Answer these questions using the curly hair thread.
(a) According to the first post, about how much does 8 oz of the French Refined hair cost?
(b) Which hair did yardyspice warn tangled on a wig?
(c) How many months and how many installs has loulou82 had with the batch of AAMH Kinky Curly?

◆ Text shown ◆
···

I also say Lugos for Curly Hair. I get the French Refined. It doesn't shed or anything and you don't even have to seal the wefts. 8 oz will cost you around 180 and you can reuse the hair. I've died this hair and still had no problems with shedding tangling or drying. Best Curly hair by far.


----------



## Jenibo (Oct 6, 2009)

DO NOT USE MODEL MODEL!!!


----------



## missjanelleb (Oct 7, 2009)

..................................


----------



## yardyspice (Jan 5, 2010)

Don't use Milky Way! That mess tangled on a WIG!!


----------



## ZkittyKurls (Mar 18, 2010)

I have used aamh kinky curly and i love it. i just bought some rho afro kinky curly and it is very nice, it will match my 4a hair perfectly. it is a bit pricey though.


----------



## moriahar (Apr 13, 2010)

Any new input?


----------



## lilsparkle825 (May 15, 2010)

bumping....


----------



## loulou82 (May 15, 2010)

I'm 6 months in on my batch of AAMH Kinky Curly (two installs so far). Not bad at all but I suggest sealing the wefts.


----------



## Boujoichic (May 16, 2010)

···

(Extracted records)

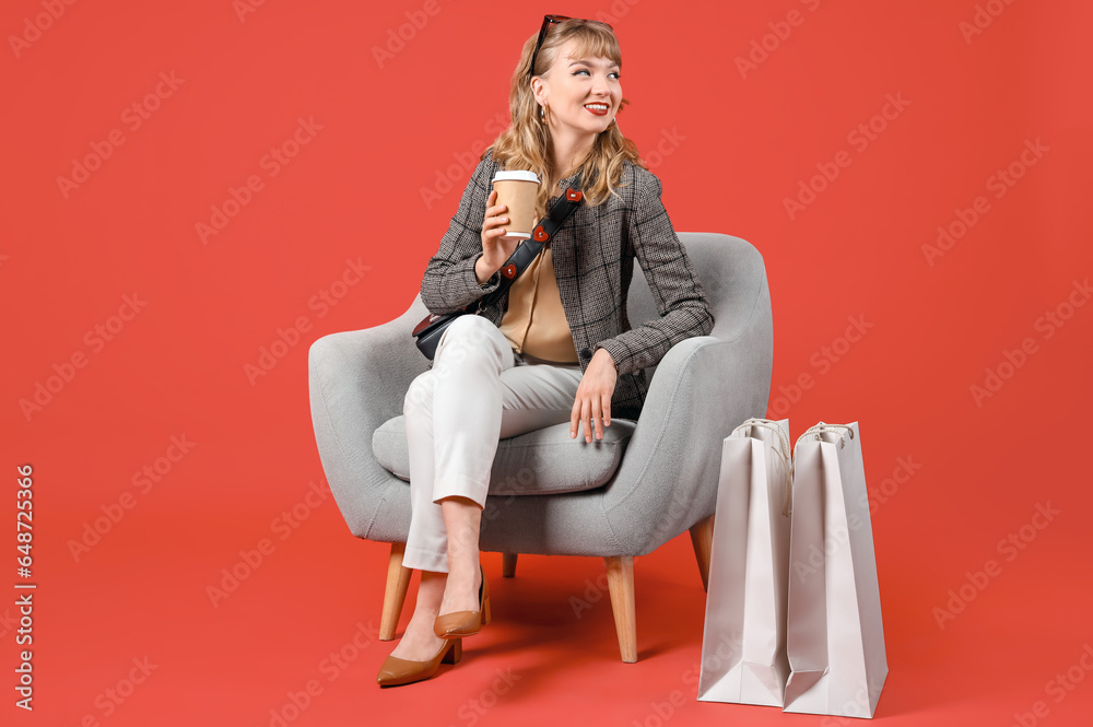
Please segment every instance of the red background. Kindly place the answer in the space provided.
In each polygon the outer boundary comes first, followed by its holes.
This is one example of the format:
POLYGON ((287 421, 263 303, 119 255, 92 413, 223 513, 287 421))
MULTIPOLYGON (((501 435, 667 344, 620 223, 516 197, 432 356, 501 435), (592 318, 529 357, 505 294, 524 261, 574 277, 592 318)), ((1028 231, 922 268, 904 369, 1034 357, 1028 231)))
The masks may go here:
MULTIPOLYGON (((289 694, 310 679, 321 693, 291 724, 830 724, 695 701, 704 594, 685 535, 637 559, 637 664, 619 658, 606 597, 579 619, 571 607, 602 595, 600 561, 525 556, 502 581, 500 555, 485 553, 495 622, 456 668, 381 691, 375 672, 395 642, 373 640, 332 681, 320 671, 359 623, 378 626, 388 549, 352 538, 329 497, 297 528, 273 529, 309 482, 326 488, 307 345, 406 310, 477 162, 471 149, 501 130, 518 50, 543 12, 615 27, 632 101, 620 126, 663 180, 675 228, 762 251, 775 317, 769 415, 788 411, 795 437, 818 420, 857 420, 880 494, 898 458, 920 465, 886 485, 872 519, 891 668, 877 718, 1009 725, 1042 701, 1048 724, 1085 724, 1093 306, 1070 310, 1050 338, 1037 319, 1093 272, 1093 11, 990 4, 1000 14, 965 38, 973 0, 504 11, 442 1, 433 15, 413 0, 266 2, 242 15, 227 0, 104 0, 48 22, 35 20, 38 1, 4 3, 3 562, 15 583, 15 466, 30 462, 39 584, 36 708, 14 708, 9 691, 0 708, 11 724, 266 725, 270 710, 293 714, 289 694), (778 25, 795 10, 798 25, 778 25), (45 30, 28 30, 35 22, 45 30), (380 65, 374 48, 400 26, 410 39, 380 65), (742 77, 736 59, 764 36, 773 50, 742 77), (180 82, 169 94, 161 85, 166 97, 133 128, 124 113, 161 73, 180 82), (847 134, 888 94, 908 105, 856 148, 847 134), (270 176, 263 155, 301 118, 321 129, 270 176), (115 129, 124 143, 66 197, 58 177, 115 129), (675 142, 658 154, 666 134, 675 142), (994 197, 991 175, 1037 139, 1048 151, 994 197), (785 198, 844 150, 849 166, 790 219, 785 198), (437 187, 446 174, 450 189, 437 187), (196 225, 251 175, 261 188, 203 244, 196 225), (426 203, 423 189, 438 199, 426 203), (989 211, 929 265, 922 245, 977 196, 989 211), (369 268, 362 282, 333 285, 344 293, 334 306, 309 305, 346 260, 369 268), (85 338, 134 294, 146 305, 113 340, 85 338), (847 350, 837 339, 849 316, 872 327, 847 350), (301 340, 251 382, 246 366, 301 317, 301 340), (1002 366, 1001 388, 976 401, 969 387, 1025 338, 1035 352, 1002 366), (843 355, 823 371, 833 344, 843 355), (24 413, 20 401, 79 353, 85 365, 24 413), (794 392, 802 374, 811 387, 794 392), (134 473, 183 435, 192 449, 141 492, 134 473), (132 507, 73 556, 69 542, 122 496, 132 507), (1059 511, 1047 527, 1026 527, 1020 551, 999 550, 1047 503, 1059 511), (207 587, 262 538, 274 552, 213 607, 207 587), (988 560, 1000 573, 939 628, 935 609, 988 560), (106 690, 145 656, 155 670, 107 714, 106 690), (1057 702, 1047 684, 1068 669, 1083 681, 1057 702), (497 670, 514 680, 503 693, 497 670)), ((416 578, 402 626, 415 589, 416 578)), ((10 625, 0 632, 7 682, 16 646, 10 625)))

···

◆ Finished exercise ◆
(a) Around 180.
(b) Milky Way.
(c) Six months and two installs.